> What to work on
All that should come back is the lines of the data below from the one containing "of the slicked-back" to the one containing "of the window", inclusive, exactly as they stand.

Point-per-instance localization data
========

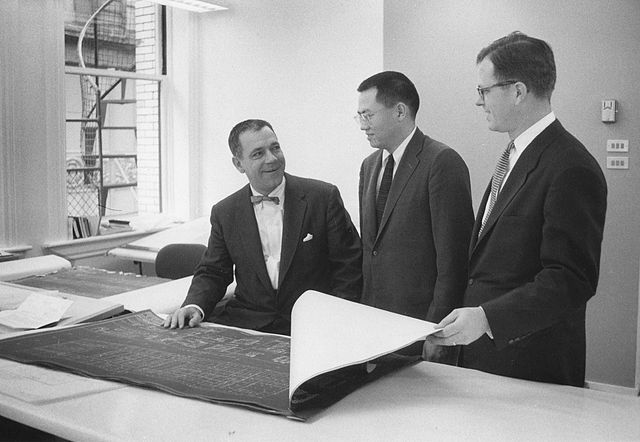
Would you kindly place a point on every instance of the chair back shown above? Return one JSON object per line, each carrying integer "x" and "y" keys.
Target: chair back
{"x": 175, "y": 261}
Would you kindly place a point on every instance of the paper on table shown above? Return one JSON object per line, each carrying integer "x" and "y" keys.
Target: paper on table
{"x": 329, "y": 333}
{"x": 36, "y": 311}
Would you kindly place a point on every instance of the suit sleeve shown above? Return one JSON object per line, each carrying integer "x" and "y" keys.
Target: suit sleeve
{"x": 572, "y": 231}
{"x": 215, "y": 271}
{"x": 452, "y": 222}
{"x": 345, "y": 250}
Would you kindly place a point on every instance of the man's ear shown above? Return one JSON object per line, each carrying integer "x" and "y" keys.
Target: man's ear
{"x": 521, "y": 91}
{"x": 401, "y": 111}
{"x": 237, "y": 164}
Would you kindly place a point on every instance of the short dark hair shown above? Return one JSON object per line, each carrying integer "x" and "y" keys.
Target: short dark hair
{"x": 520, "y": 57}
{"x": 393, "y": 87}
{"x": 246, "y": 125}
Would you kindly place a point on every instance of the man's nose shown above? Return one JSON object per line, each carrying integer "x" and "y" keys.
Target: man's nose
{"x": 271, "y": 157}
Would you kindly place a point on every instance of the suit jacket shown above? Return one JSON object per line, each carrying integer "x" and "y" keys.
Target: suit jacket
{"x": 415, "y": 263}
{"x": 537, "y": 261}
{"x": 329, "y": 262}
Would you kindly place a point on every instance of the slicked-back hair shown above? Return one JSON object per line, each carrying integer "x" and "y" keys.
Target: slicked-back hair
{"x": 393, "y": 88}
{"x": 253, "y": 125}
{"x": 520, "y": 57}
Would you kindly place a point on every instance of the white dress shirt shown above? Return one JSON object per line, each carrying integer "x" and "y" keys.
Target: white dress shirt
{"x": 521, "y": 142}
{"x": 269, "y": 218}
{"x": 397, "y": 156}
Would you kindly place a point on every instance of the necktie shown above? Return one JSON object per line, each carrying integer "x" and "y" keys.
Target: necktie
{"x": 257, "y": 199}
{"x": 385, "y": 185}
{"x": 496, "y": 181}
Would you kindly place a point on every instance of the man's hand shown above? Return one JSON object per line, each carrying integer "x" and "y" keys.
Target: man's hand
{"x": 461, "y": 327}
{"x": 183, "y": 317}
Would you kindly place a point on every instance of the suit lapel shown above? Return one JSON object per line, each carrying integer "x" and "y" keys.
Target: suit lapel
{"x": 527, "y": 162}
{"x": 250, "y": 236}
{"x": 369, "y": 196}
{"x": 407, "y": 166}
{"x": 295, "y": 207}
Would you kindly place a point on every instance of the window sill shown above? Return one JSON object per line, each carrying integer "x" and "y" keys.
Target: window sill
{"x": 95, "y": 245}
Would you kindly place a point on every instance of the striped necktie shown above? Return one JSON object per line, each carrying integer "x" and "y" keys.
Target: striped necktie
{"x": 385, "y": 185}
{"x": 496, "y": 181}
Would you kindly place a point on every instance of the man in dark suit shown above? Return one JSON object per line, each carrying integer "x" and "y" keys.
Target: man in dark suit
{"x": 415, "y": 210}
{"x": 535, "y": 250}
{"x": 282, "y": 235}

========

> Result of this task
Would you kindly place a point on every instance of the slicked-back hair shown above? Return one JSON object per line, each carrying integer "x" and "y" keys.
Target: slicked-back hair
{"x": 393, "y": 88}
{"x": 253, "y": 125}
{"x": 520, "y": 57}
Would you kindly place a point on every instance of the white dress shirt shown above? Return one JSON object per line, each carrying integer "x" and "y" keys.
Target: white dress shirt
{"x": 521, "y": 142}
{"x": 269, "y": 218}
{"x": 397, "y": 156}
Would you kindly place a point on every instance of the necktie shown above? Return one JSON object per line, each carrying integer "x" and "y" keys.
Target: necktie
{"x": 257, "y": 199}
{"x": 385, "y": 185}
{"x": 496, "y": 181}
Would you kindly place a point on every instance of the man's hand shown above? Return one JSON object per line, each carrying integer "x" and "y" keys.
Target: man's hand
{"x": 461, "y": 327}
{"x": 183, "y": 317}
Would you kindly place a point on every instance of the suit lapel shown above? Return one JSON object per line, each carrying integer "x" and "y" keys.
Target: suit lapel
{"x": 527, "y": 162}
{"x": 250, "y": 236}
{"x": 369, "y": 196}
{"x": 407, "y": 166}
{"x": 295, "y": 207}
Would you kindly place a point on every instance of the window sill shown above? Return one JSON object per line, each carrying integer "x" and "y" keys.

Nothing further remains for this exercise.